◆ Problem to work on:
Rewrite everything from the line containing "chain in this photo, one per instance." down to the last of these lines, changing "pendant light" to "hanging lamp" and leaving all else as it is.

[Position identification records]
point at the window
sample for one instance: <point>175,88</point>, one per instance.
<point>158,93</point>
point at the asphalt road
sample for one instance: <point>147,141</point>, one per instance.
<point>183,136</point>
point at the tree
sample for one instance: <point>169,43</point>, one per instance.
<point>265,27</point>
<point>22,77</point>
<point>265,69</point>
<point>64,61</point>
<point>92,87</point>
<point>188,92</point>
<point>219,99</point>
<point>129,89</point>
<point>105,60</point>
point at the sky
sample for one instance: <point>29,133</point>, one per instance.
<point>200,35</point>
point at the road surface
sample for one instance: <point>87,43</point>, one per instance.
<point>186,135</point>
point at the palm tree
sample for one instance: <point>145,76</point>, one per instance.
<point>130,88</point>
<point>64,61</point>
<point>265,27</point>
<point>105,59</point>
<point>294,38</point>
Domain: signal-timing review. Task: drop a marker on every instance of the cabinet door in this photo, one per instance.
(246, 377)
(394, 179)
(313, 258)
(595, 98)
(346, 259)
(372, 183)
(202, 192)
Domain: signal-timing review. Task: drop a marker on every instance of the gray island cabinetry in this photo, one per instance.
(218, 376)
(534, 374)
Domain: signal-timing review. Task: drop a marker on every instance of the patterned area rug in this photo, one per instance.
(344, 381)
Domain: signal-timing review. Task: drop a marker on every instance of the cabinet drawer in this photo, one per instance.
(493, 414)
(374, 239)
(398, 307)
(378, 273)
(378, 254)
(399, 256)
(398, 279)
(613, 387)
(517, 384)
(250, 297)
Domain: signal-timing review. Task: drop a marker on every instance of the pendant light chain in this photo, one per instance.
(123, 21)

◆ Correct output:
Domain: signal-timing review. Task: drop a marker on every instance of the hanging lamp chain in this photo, one per instance.
(123, 21)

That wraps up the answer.